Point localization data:
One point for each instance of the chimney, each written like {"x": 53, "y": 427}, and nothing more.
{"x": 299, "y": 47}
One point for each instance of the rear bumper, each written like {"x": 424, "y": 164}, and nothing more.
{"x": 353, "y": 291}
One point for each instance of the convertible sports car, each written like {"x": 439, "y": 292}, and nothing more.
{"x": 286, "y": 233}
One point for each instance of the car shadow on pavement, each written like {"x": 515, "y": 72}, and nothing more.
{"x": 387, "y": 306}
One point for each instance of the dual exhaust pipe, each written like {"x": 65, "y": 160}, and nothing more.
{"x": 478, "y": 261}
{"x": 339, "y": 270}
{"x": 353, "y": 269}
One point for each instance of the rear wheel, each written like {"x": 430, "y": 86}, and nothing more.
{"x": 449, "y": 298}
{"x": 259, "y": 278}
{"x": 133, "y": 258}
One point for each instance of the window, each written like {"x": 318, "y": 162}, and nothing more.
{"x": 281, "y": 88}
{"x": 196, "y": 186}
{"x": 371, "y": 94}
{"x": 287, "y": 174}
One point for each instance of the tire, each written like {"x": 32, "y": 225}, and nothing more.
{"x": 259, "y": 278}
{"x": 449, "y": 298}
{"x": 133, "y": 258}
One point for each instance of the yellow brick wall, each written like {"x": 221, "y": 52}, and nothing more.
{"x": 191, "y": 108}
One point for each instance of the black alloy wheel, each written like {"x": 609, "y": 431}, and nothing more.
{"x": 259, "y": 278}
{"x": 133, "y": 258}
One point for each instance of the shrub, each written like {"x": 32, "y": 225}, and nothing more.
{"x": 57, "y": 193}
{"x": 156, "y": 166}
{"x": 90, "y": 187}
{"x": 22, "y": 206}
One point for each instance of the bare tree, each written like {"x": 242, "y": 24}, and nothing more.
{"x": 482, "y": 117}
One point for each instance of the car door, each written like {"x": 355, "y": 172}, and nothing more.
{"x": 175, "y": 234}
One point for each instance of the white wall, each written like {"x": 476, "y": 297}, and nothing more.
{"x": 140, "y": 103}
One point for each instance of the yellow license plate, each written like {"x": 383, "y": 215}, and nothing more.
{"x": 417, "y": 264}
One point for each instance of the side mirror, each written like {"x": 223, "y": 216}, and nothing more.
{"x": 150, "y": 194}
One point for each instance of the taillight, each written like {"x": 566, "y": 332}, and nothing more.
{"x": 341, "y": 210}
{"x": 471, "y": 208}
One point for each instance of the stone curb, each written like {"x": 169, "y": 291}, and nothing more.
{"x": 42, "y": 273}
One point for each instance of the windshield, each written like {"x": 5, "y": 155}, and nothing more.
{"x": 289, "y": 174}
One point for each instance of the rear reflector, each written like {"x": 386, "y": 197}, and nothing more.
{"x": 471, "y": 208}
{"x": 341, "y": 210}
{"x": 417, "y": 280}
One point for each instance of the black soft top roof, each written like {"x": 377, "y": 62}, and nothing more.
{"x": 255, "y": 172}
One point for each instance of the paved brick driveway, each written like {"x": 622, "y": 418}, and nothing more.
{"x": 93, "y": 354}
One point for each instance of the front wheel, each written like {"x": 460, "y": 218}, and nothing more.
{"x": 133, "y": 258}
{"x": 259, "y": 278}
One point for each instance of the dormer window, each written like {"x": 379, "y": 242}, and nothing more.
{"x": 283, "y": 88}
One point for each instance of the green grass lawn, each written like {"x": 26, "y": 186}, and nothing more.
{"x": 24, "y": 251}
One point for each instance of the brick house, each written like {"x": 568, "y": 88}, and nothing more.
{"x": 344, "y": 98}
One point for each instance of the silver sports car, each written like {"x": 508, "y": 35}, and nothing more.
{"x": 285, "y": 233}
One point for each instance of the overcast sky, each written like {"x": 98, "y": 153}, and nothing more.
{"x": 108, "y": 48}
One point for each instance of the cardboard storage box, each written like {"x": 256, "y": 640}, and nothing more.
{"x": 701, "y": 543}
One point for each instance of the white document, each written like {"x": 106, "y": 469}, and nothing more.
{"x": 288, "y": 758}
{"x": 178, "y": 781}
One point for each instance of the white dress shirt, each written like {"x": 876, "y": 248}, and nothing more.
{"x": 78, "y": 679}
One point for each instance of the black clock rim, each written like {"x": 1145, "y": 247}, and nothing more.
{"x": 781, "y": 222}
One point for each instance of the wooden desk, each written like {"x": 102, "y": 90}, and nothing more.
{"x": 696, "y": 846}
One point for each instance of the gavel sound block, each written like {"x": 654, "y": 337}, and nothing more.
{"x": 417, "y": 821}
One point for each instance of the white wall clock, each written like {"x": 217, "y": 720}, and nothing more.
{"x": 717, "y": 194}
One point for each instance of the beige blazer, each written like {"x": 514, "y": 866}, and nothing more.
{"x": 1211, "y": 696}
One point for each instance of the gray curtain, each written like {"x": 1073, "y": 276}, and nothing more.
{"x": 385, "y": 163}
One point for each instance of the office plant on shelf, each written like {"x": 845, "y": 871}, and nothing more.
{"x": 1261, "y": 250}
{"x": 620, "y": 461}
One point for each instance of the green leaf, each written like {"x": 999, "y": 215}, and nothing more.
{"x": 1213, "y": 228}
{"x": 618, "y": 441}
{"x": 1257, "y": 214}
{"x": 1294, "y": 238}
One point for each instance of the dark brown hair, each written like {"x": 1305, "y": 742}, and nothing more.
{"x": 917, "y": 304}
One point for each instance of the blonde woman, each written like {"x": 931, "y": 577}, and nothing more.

### Instructions to follow
Set every entry down verbatim.

### Solution to the problem
One point for each instance of the chimney, each written like {"x": 53, "y": 427}, and nothing more.
{"x": 299, "y": 47}
One point for each instance of the rear bumper, each written like {"x": 424, "y": 164}, and nothing more.
{"x": 353, "y": 291}
One point for each instance of the convertible sports car, each written like {"x": 439, "y": 292}, and nothing more.
{"x": 286, "y": 233}
One point for each instance of the car shadow on pavement, each written like {"x": 515, "y": 72}, and nothing more.
{"x": 387, "y": 306}
One point for each instance of the dual exhaust pipe, each written like {"x": 65, "y": 160}, and nothing more.
{"x": 478, "y": 261}
{"x": 339, "y": 270}
{"x": 353, "y": 269}
One point for each instance of the rear wheel, each written like {"x": 430, "y": 86}, and nothing more.
{"x": 449, "y": 298}
{"x": 259, "y": 278}
{"x": 133, "y": 258}
One point for each instance of the window, each written like {"x": 318, "y": 162}, and nothing more.
{"x": 281, "y": 88}
{"x": 196, "y": 186}
{"x": 371, "y": 94}
{"x": 287, "y": 174}
One point for each instance of the tire, each written like {"x": 32, "y": 225}, and nothing more.
{"x": 259, "y": 278}
{"x": 449, "y": 298}
{"x": 133, "y": 258}
One point for each instance of the yellow brick wall, each written like {"x": 221, "y": 52}, and nothing more.
{"x": 191, "y": 108}
One point for each instance of the black alloy wheel, each written like {"x": 609, "y": 431}, and nothing more.
{"x": 259, "y": 278}
{"x": 133, "y": 258}
One point for each instance of the shrub, each written like {"x": 32, "y": 225}, and nothing more.
{"x": 57, "y": 193}
{"x": 156, "y": 166}
{"x": 90, "y": 187}
{"x": 22, "y": 206}
One point for each instance of the bare tree, each written like {"x": 242, "y": 24}, and nothing more.
{"x": 482, "y": 117}
One point for each instance of the car door, each written like {"x": 355, "y": 172}, and nothing more.
{"x": 175, "y": 234}
One point for each instance of the white wall, each written like {"x": 476, "y": 297}, and nothing more.
{"x": 140, "y": 103}
One point for each instance of the yellow license plate, each written like {"x": 383, "y": 215}, and nothing more.
{"x": 417, "y": 264}
One point for each instance of the side mirror, each written like {"x": 223, "y": 216}, and nothing more.
{"x": 150, "y": 194}
One point for each instance of the taillight, each written like {"x": 566, "y": 332}, and nothing more.
{"x": 341, "y": 210}
{"x": 471, "y": 208}
One point for each instance of the stone curb, each written like {"x": 169, "y": 291}, and nothing more.
{"x": 42, "y": 273}
One point for each instance of the windshield, each written like {"x": 5, "y": 155}, and nothing more.
{"x": 289, "y": 174}
One point for each instance of the rear reflector, each written like {"x": 386, "y": 197}, and nothing more.
{"x": 471, "y": 208}
{"x": 341, "y": 210}
{"x": 417, "y": 280}
One point for each instance of the black soft top roof, each written like {"x": 377, "y": 62}, and nothing more.
{"x": 255, "y": 172}
One point for each instance of the paved brick driveway, each written like {"x": 622, "y": 418}, and nothing more.
{"x": 93, "y": 354}
One point for each instance of the front wheel, each written like {"x": 460, "y": 218}, and nothing more.
{"x": 133, "y": 258}
{"x": 259, "y": 278}
One point for each instance of the dormer window, each written like {"x": 379, "y": 242}, and nothing more.
{"x": 283, "y": 88}
One point for each instance of the green grass lawn, each written like {"x": 26, "y": 186}, and nothing more.
{"x": 24, "y": 251}
One point for each instance of the brick house, each written like {"x": 568, "y": 88}, and nothing more.
{"x": 344, "y": 98}
One point for each instance of the silver sports car, each written like {"x": 508, "y": 35}, and nothing more.
{"x": 285, "y": 233}
One point for each instance of the overcast sky, each written like {"x": 98, "y": 153}, and nothing more.
{"x": 108, "y": 48}
One point for each instance of the cardboard storage box, each written like {"x": 256, "y": 640}, and nothing more.
{"x": 701, "y": 543}
One point for each instance of the white document, each written like {"x": 106, "y": 469}, and nothing more.
{"x": 288, "y": 758}
{"x": 178, "y": 781}
One point for each instance of the white dress shirt, each written like {"x": 876, "y": 248}, and nothing more.
{"x": 78, "y": 679}
One point for each instance of the black clock rim, each written like {"x": 1145, "y": 247}, and nothing more.
{"x": 781, "y": 222}
One point for each instance of the wooden desk, each written like {"x": 102, "y": 90}, and nothing more.
{"x": 696, "y": 846}
One point for each instance of the gavel sound block, each written like {"x": 654, "y": 337}, and nothing more.
{"x": 417, "y": 821}
One point for each instance of the white wall clock, each written like {"x": 217, "y": 720}, and nothing more.
{"x": 717, "y": 194}
One point for each instance of the beige blazer, each written like {"x": 514, "y": 866}, and nothing more.
{"x": 1211, "y": 696}
One point for each instance of the gray curtain, each written like {"x": 1073, "y": 276}, and nothing more.
{"x": 385, "y": 163}
One point for each instance of the office plant on shelf, each written like {"x": 845, "y": 871}, and nothing more.
{"x": 1261, "y": 250}
{"x": 620, "y": 461}
One point for each instance of the green leaf, each written like {"x": 999, "y": 215}, and nothing more.
{"x": 1213, "y": 228}
{"x": 618, "y": 441}
{"x": 1257, "y": 214}
{"x": 1294, "y": 238}
One point for each instance of the dark brown hair, each written like {"x": 1305, "y": 742}, and nothing more.
{"x": 917, "y": 304}
One point for each instance of the blonde woman, each written like {"x": 931, "y": 577}, and nothing more.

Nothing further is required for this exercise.